San Diego County tallied a dozen additional food poisoning cases associated with oysters harvested in Mexico, driving the total to 81 as of Monday afternoon, according to the county health department.
But the pace of new cases, which stood at 69 Friday, appeared to be dwindling, likely due to a widely publicized blanket prohibition against consumption of bivalves sources from south of the border following norovirus infections linked to consumption of the popular raw delicacy.
Thus far, an official said that no oyster-linked norovirus case has yet gotten sick enough to need a hospital stay.
Last week, the U.S. Food and Drug administration expanded an initial list of oyster producers operating in Sonora in northwest Mexico, adding additional operators in Baja California.
Norovirus, explained Kara Wiggin, a doctoral candidate at Scripps Institution of Oceanography working in the lab of microbial ecologist Jack Gilbert, is the most common virus known to infect shellfish. Vibrio tops the list for bacterial infections.

Given records
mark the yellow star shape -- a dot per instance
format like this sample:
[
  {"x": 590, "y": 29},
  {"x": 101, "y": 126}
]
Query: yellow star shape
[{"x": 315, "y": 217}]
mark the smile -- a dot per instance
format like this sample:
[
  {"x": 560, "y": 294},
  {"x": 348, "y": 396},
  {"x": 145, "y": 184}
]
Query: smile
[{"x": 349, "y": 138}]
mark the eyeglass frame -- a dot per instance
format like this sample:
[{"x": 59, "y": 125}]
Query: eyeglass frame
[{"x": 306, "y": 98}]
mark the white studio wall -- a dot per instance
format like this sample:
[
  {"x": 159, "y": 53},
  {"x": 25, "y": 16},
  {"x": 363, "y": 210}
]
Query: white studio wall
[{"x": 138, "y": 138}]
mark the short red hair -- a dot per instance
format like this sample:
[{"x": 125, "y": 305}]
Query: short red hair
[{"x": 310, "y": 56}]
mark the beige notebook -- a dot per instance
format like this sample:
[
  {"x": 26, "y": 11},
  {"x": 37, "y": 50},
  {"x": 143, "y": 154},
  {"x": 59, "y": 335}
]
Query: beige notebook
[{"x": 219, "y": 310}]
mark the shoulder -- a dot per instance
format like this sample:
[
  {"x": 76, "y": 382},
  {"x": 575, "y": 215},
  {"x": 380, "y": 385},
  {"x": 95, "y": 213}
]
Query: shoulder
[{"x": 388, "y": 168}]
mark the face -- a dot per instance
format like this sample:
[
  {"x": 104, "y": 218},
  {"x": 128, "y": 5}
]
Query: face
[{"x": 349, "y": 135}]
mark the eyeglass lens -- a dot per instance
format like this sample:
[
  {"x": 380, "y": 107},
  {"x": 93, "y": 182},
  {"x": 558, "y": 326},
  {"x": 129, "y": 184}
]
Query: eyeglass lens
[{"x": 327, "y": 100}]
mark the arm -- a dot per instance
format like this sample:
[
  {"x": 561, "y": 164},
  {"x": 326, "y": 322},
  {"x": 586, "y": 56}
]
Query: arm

Activity A
List every geographic place name that appears in the oyster outbreak article.
Activity B
Condense the paragraph of the oyster outbreak article that begins "Norovirus, explained Kara Wiggin" into a single shorter sentence that keeps its main facts.
Activity C
Proceed with the oyster outbreak article, picking up after its last sentence.
The entries have no part in this exercise.

Your response A
San Diego County, Mexico, Sonora, Baja California

Your response B
Kara Wiggin, a Scripps Institution of Oceanography doctoral candidate in Jack Gilbert's lab, said norovirus is the most common virus known to infect shellfish, while Vibrio leads bacterial infections.

Your response C
In an email, Gilbert called Wiggin “an expert in pathogen accumulation in oysters,” due to her ongoing work studying the effects of microplastics on the widely farmed species.
She said that human waste is the generally-accepted source of norovirus — a particularly hardy pathogen — in oysters.
“The probability would be wastewater discharge into the ocean if oysters have norovirus,” she said.
She added that oysters have not been demonstrated to be a natural reservoir for the virus, meaning that the exposure is likely to have occurred in recent weeks.